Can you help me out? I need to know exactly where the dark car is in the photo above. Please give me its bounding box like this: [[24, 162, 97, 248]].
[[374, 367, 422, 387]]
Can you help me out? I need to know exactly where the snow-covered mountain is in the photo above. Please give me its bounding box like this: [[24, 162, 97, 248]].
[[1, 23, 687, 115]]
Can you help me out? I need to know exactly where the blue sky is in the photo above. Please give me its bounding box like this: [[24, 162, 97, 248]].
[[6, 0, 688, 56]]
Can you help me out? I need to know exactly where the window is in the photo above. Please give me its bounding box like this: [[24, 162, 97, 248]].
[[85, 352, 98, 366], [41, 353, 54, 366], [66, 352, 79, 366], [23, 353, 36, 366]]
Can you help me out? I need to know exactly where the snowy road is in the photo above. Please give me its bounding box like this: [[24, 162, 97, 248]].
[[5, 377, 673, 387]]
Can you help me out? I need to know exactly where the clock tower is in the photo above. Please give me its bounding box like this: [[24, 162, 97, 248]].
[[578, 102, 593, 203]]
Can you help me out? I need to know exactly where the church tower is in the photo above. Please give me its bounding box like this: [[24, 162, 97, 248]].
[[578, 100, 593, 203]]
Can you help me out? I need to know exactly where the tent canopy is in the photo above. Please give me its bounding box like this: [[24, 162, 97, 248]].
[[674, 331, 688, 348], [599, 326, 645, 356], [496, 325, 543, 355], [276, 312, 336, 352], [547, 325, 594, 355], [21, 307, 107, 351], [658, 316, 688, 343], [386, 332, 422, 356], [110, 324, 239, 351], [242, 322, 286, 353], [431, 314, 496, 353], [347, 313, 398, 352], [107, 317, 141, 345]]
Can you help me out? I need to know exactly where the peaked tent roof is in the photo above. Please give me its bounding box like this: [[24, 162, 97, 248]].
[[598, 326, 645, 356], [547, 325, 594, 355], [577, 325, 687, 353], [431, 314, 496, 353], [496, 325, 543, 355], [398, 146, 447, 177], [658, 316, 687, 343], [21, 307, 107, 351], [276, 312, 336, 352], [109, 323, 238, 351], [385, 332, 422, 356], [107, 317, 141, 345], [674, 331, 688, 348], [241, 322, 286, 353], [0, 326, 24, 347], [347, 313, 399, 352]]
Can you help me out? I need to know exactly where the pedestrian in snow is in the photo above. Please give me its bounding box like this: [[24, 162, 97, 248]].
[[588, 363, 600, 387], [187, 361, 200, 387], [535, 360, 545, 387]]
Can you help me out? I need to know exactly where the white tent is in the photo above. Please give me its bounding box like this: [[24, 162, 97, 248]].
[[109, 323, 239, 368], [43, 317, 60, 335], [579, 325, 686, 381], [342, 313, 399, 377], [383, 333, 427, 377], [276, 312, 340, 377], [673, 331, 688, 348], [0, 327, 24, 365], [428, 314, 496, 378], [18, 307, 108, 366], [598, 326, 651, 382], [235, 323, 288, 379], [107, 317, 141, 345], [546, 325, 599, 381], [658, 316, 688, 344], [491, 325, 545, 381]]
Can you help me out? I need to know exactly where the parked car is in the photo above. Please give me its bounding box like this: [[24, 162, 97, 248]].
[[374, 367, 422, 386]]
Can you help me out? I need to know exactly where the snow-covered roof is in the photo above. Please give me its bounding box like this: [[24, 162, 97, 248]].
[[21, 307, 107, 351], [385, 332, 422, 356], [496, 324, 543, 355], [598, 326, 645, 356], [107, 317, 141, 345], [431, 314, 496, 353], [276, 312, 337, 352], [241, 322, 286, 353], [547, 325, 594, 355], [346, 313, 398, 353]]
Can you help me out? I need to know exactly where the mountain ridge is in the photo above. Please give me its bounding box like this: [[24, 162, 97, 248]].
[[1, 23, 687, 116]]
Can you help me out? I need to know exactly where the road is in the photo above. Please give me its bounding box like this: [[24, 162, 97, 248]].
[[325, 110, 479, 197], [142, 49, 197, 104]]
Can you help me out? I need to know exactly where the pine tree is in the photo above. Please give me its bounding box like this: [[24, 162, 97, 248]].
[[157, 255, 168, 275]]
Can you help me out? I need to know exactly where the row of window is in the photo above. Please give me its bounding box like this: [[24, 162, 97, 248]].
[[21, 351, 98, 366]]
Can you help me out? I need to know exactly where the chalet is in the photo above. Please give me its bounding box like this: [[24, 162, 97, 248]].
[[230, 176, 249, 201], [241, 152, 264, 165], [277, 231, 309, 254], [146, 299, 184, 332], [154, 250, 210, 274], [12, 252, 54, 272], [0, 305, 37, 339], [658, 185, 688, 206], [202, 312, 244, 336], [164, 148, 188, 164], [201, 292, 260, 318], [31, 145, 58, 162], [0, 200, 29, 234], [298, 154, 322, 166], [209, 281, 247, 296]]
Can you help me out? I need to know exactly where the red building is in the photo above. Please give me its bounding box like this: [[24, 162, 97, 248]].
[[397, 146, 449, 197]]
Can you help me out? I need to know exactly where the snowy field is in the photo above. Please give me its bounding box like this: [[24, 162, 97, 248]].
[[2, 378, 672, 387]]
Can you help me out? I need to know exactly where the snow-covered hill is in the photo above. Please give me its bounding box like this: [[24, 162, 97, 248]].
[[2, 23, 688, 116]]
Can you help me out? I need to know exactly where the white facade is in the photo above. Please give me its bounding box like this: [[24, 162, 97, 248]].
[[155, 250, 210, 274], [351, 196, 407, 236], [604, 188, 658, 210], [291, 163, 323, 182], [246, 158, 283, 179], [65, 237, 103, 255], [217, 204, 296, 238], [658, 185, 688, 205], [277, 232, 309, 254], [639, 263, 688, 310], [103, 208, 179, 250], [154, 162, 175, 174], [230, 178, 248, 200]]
····················
• _ABOUT THIS TASK_
Word for word, repeat each line of the listing.

• _EXERCISE ANSWER_
Can you help me out? I need to know exactly where the dark car is in the photo above. Please give me its bounding box like this: [[24, 162, 97, 248]].
[[374, 367, 422, 387]]
Can you help me out? I need to know exactly where the snow-covered mountain is in the photo above. Please give me its bounding box like this: [[24, 162, 97, 248]].
[[1, 23, 687, 115]]
Can you help me out? I need to know exactly where the blue sky is in the photo above. Please give me its bounding box like this: [[24, 162, 97, 248]].
[[6, 0, 688, 56]]
Can you help me out? I need to know exactly where the window is in the photo above. Please give me its bounding box like this: [[24, 162, 97, 248]].
[[85, 352, 98, 366], [41, 353, 54, 366], [66, 352, 79, 366], [23, 353, 36, 366]]
Can you help me out? I need to know exactly where the snowy road is in the photo above. Please give me its bounding box like this: [[24, 162, 97, 248]].
[[5, 377, 673, 387]]
Can you help me out? I need to know exactly where the clock tower is in the photo above. Please give me its bounding box like this: [[24, 162, 97, 248]].
[[578, 102, 593, 203]]
Can you help me out? I need to know exactly where the church tower is in the photo above. Please give me its bounding box like this: [[24, 162, 97, 248]].
[[578, 100, 593, 203]]
Can you help me out? I need to know exactly where the tent canopy is in the photo above. Please give me its bounding box like this: [[24, 162, 97, 248]].
[[674, 331, 688, 348], [599, 326, 645, 356], [496, 325, 543, 355], [276, 312, 336, 352], [547, 325, 594, 355], [21, 307, 107, 351], [658, 316, 688, 343], [386, 332, 422, 356], [110, 324, 239, 351], [242, 322, 286, 353], [431, 314, 496, 353], [347, 313, 398, 352], [107, 317, 141, 345]]
Can you help me out? I need to know exactly where the peaked tent roof is in the photo above. Please give me its bounding box like this: [[24, 162, 97, 248]].
[[598, 326, 645, 356], [547, 325, 594, 355], [577, 325, 687, 353], [431, 314, 496, 353], [496, 325, 543, 355], [398, 146, 447, 177], [658, 316, 687, 343], [21, 307, 107, 351], [276, 312, 336, 352], [109, 323, 238, 351], [385, 332, 422, 356], [107, 317, 141, 345], [674, 331, 688, 348], [241, 322, 286, 353], [0, 326, 24, 347], [347, 313, 399, 352]]
Can you help me out? I need to know exactly where the pedestrian in snow is in the photo above. Please give me its bounding box like this: [[24, 162, 97, 248]].
[[588, 363, 600, 387], [187, 361, 200, 387], [535, 360, 545, 387]]
Can you help me out? I need to know exactly where the white tent is in the photo above. Please give me its bounding box like this: [[24, 162, 97, 248]].
[[109, 323, 239, 368], [43, 317, 60, 335], [579, 325, 686, 381], [342, 313, 399, 377], [383, 333, 427, 377], [276, 312, 340, 377], [673, 331, 688, 348], [0, 327, 24, 365], [428, 314, 496, 378], [18, 307, 108, 366], [598, 326, 651, 382], [235, 323, 288, 379], [107, 317, 141, 345], [546, 325, 599, 381], [658, 316, 688, 344], [491, 325, 545, 381]]
Can you help me out? I need to know exactly where the parked car is in the photo above. Please give me its bounding box like this: [[24, 162, 97, 248]].
[[374, 367, 422, 386]]
Can you help me out? I need to know exactly where the snow-covered roof is in the photo above. Please give me its bounding box like this: [[24, 162, 97, 248]].
[[21, 307, 107, 351], [385, 332, 422, 356], [496, 324, 543, 355], [598, 326, 645, 356], [107, 317, 141, 345], [431, 314, 496, 353], [276, 312, 337, 352], [241, 322, 286, 353], [547, 325, 594, 355], [346, 313, 398, 353]]
Can you help me out? I need to know exactly where the mountain ridge is in the photo above. Please give me its bounding box like this: [[24, 162, 97, 248]].
[[1, 23, 687, 116]]
Can you help me out? I need to know exactly where the road is in the photo above. Please give me its bounding box like this: [[24, 162, 97, 248]].
[[325, 110, 479, 197], [142, 49, 197, 104]]
Can you help me out? I need to know exactly where the pine tree is in the photo above. Please give me its bounding box like this: [[24, 162, 97, 248]].
[[157, 255, 168, 275]]
Can you help me out? I need to know exactly where the row of window is in the photo above. Please give me its bounding box like this: [[24, 162, 97, 248]].
[[21, 351, 98, 366]]
Can you help me out? I need to know exactly where the chalet is in the photo above. Please give me its bounding box like this: [[24, 162, 97, 248]].
[[230, 176, 249, 201], [241, 152, 264, 165], [277, 231, 309, 254], [146, 299, 184, 332], [154, 250, 210, 274], [12, 252, 54, 272], [0, 305, 37, 339], [658, 185, 688, 206], [202, 312, 244, 336], [164, 148, 188, 164], [201, 292, 260, 318], [31, 145, 58, 162], [0, 200, 29, 234], [298, 154, 322, 166], [209, 281, 247, 296]]
Can you help me out? I need to know exactly where the red building is in the photo above. Please give me its bounding box like this: [[24, 162, 97, 248]].
[[397, 146, 449, 197]]
Can you help me out? I need to know exactly where the snowy field is in the photo above. Please give me its bounding box like this: [[24, 162, 97, 248]].
[[2, 378, 672, 387]]
Can you help me out? I need to know exactly where the snow-covered hill is in the photo above. Please give me its bounding box like this: [[24, 162, 97, 248]].
[[2, 23, 688, 116]]
Can you help me out? I need to know exactly where the white facade is in the photo above. Please give me its bounding box like this: [[24, 162, 97, 248]].
[[155, 250, 210, 274], [351, 196, 407, 236], [604, 188, 658, 210], [291, 163, 323, 182], [246, 158, 283, 179], [65, 237, 103, 255], [217, 204, 296, 238], [658, 185, 688, 205], [277, 232, 309, 254], [639, 263, 688, 310], [103, 208, 179, 250], [154, 162, 175, 174], [230, 178, 248, 200]]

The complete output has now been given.